Given request – Locate each line in the records below that contains the string "water" and copy those lines out in their original order.

━━ Available data

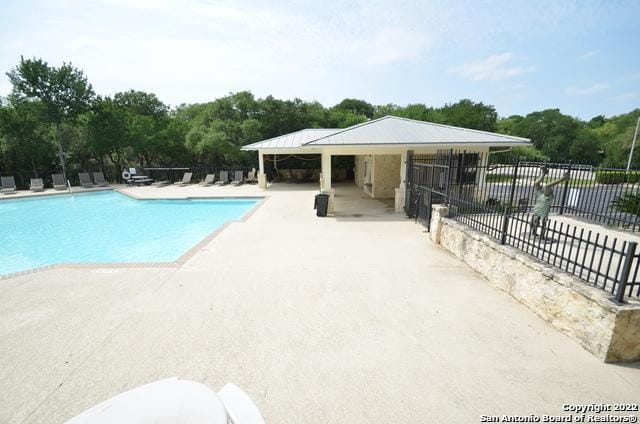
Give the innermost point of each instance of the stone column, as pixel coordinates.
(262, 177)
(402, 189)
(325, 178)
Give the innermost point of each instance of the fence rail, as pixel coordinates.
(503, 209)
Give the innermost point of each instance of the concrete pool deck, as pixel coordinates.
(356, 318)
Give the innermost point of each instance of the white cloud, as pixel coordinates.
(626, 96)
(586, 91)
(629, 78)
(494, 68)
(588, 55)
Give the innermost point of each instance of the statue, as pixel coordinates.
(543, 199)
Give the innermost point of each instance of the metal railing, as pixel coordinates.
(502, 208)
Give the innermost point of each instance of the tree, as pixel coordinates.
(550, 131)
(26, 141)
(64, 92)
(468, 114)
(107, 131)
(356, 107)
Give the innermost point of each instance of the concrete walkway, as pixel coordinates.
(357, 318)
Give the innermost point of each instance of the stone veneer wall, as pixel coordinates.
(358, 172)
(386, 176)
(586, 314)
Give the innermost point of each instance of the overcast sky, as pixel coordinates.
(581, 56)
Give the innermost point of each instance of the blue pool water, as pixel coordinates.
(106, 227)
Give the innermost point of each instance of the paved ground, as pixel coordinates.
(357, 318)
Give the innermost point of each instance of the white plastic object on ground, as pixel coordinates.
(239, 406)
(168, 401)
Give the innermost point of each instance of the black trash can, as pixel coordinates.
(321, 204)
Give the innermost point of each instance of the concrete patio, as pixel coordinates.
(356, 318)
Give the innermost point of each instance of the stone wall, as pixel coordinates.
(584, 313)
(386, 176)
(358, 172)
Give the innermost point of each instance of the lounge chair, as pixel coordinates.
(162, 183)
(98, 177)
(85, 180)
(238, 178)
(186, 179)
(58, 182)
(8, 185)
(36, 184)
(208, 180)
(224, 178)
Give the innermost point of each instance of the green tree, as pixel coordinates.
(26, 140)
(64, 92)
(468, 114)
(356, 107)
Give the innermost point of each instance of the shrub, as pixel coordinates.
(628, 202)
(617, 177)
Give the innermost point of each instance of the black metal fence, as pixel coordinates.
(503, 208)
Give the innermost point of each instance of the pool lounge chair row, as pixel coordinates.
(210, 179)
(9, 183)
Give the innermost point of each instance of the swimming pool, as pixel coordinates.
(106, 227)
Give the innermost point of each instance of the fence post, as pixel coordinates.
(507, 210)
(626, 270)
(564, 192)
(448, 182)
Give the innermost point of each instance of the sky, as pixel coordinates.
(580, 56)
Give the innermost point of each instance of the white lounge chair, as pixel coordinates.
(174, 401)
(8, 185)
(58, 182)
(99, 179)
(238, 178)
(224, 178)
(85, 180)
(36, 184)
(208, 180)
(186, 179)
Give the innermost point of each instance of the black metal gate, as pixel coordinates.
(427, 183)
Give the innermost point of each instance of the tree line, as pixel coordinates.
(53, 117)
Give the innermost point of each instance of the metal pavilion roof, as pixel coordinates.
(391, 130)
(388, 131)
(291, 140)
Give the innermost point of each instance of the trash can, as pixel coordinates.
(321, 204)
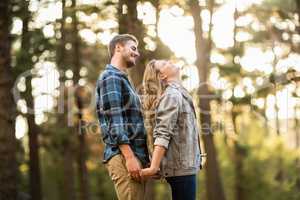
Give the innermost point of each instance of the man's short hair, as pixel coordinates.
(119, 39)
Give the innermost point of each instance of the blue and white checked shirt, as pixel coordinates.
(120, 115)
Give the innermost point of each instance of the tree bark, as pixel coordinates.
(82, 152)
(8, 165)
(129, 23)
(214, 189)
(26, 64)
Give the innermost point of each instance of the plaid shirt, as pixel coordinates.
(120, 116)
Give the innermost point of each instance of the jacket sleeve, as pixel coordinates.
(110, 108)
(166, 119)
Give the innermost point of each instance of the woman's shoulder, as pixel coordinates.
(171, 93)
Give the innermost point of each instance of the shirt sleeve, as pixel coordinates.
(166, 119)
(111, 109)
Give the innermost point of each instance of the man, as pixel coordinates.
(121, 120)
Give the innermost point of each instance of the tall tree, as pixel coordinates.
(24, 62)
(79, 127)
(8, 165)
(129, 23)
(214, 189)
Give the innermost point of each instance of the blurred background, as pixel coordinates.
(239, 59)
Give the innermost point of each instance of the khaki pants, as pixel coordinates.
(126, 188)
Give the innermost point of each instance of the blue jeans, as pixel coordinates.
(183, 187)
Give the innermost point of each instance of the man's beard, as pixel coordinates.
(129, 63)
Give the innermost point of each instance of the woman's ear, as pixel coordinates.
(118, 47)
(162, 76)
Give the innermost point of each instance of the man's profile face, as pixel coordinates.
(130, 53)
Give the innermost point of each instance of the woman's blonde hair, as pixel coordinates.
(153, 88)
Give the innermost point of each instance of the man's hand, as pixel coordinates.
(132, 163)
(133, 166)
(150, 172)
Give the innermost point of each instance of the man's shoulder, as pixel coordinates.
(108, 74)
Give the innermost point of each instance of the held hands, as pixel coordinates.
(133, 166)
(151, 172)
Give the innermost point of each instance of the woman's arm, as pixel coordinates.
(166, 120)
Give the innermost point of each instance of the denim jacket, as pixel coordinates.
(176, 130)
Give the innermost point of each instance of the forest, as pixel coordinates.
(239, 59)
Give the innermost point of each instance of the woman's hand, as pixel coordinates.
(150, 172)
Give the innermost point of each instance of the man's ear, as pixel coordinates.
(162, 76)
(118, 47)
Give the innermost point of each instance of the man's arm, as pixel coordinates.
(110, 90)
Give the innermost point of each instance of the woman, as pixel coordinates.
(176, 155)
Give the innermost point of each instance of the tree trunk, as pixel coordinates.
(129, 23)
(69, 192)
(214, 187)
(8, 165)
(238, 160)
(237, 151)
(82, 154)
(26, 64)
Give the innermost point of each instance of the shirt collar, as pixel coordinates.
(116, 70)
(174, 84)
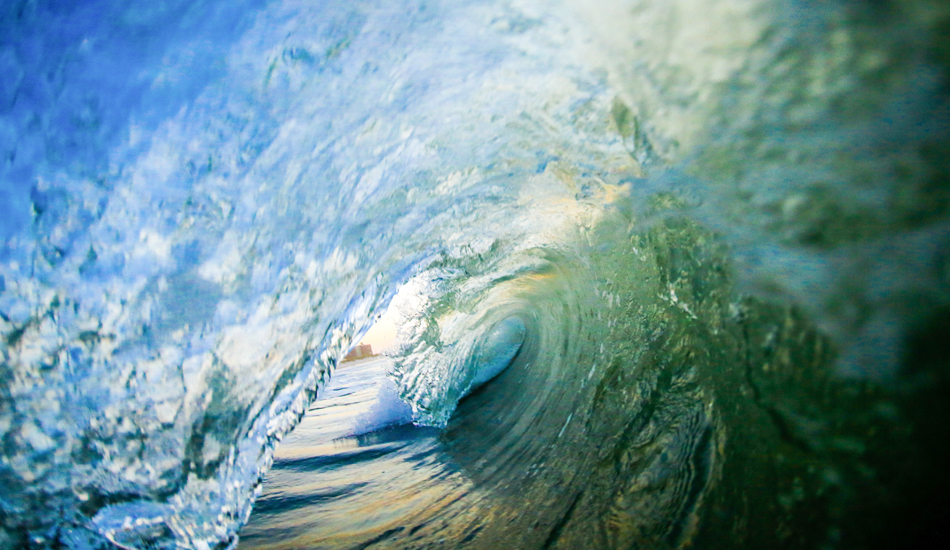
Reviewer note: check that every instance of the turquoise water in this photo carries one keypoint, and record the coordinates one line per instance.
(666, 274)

━━━━
━━ Available data

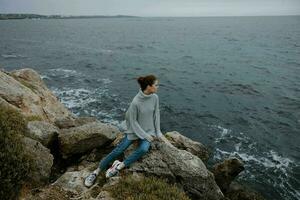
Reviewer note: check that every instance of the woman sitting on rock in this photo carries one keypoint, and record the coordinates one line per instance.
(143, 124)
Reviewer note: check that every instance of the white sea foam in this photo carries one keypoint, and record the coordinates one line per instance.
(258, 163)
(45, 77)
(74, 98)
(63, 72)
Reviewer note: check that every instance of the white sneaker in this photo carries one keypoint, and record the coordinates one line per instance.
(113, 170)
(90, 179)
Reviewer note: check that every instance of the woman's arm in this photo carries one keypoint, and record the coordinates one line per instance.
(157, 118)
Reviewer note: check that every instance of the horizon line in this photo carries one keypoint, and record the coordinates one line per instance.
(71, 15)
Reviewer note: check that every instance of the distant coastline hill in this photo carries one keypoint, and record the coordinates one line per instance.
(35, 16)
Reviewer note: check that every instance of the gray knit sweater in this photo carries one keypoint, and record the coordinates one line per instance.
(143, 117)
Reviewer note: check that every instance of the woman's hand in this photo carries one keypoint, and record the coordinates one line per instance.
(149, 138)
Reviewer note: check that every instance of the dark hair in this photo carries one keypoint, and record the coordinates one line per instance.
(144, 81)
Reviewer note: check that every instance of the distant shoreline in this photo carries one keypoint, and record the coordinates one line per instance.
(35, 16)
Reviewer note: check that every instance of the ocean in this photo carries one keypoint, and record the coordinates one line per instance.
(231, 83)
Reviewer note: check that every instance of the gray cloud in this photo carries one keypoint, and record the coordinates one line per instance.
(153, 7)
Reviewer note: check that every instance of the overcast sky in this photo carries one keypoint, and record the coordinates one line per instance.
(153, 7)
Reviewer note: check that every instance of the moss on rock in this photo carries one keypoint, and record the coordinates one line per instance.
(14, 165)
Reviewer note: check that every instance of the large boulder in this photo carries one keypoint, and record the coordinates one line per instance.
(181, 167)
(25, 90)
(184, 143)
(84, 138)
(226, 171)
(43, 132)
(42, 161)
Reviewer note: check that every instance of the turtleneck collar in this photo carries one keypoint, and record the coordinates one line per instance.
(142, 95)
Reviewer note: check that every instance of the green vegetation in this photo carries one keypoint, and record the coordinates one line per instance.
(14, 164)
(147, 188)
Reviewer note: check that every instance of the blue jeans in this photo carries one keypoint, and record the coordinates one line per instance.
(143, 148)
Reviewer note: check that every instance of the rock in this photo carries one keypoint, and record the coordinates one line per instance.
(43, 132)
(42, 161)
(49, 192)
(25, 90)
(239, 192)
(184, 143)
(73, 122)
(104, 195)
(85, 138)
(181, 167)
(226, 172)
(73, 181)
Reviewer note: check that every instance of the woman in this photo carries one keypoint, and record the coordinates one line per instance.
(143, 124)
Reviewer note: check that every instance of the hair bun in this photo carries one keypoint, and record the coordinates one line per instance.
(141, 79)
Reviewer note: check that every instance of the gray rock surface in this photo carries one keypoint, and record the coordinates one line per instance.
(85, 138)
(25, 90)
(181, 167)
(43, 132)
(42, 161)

━━━━

Written reply –
Give the innermost point of each instance of the blue pool water, as pixel coordinates.
Reviewer note: check that every instance of the turquoise water in this photo carries one keypoint, and record the coordinates one line per instance.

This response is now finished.